**Given problem**
Starting at the line that contains "Exercise. Put one point on every instance of the stone bell", copy each line through the final one exactly as written.

**Stored entries**
-- -- --
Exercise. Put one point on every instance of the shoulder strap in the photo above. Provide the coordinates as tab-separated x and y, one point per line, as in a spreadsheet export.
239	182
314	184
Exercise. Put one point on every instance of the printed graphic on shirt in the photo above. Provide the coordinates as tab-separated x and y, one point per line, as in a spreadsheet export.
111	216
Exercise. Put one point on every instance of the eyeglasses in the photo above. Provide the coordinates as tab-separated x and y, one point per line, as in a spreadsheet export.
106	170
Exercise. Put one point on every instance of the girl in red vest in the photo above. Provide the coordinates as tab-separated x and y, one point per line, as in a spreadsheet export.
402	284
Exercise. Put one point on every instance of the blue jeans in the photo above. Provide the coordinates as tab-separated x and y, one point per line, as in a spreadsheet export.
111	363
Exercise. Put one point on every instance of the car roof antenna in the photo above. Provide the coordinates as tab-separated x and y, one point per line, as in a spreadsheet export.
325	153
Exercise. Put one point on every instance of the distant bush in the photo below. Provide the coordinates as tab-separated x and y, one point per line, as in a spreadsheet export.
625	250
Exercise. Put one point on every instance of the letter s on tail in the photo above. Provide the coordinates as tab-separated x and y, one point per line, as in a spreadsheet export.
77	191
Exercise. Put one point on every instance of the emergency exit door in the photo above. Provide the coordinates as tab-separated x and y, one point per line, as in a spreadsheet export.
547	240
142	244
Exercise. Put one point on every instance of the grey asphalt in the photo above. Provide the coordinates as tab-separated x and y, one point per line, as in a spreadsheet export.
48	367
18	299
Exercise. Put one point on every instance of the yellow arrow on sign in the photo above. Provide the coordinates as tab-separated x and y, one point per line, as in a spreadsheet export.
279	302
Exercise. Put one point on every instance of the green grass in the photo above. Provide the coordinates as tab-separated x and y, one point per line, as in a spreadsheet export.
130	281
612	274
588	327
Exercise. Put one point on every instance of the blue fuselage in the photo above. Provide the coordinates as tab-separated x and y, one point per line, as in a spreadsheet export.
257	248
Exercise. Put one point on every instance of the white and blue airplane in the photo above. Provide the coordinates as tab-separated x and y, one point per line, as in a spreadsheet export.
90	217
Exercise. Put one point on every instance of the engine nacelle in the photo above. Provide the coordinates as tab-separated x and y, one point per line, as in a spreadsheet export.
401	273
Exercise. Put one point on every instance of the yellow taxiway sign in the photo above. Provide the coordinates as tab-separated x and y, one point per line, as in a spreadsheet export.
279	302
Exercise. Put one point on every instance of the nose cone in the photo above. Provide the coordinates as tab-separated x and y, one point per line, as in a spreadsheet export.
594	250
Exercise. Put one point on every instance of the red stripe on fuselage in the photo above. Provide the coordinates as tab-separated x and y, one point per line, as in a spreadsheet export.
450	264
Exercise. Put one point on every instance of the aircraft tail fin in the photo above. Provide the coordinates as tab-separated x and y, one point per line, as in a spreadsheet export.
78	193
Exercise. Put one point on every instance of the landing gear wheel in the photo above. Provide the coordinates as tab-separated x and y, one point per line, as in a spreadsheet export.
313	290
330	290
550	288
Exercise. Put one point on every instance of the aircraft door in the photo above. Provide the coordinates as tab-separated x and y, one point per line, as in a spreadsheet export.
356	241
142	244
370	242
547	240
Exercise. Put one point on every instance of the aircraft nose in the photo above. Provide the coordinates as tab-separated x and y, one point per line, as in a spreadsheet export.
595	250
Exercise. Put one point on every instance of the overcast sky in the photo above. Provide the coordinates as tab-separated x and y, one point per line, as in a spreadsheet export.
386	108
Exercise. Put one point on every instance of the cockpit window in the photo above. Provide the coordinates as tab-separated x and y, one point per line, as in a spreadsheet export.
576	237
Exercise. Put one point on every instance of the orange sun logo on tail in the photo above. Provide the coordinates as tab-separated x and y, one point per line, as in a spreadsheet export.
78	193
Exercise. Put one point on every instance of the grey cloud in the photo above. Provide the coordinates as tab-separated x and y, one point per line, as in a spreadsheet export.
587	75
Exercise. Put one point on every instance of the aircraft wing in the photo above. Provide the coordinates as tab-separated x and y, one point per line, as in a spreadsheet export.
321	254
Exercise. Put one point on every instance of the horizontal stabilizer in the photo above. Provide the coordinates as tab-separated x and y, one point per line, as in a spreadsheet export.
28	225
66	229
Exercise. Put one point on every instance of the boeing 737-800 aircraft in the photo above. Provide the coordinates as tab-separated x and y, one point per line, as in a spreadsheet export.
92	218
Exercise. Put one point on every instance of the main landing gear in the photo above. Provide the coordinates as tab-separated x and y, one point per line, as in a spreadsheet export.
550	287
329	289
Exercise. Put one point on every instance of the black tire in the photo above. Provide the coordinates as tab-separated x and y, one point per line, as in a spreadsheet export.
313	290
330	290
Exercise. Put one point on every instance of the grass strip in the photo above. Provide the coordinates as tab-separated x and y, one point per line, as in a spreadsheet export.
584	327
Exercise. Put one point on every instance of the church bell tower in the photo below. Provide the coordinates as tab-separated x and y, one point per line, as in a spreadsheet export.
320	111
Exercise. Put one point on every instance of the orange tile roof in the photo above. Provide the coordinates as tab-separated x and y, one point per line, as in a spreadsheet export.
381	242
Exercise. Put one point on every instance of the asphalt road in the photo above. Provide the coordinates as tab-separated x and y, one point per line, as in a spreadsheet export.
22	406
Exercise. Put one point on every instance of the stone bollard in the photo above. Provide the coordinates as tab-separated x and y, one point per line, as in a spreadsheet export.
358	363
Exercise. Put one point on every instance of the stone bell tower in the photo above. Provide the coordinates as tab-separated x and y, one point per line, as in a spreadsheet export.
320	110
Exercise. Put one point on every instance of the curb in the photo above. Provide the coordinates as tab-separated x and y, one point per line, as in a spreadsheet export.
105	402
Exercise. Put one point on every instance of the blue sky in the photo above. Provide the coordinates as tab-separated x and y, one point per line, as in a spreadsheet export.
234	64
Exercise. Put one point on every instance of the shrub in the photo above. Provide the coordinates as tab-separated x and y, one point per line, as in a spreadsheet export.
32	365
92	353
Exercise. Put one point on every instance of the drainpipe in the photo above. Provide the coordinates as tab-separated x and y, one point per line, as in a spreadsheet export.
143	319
-- -- --
**Exercise solution**
Exercise. Put one point on every instance of the stone bell tower in the photo above. Provide the coordinates as tab-separated x and y, one point per line, as in a spreadsheet export.
320	110
Exercise. Put one point on every instance of the curb in the photo above. Provide the coordinates as tab-separated x and y, one point per line, as in a spreadsheet export.
105	402
Exercise. Put one point on every instance of the blue sky in the photo above. Provide the coordinates as tab-separated x and y, one point per line, as in a spreadsheet export.
234	64
Exercise. Put one point on every instance of the shrub in the photo above. Provide the coordinates as tab-separated x and y, one point per line, as in a spreadsheet export.
32	365
92	353
Exercise. Put one point on every instance of the drainpipe in the photo above. Provide the coordinates as tab-separated x and y, one point per line, as in a spreadsheet export.
143	319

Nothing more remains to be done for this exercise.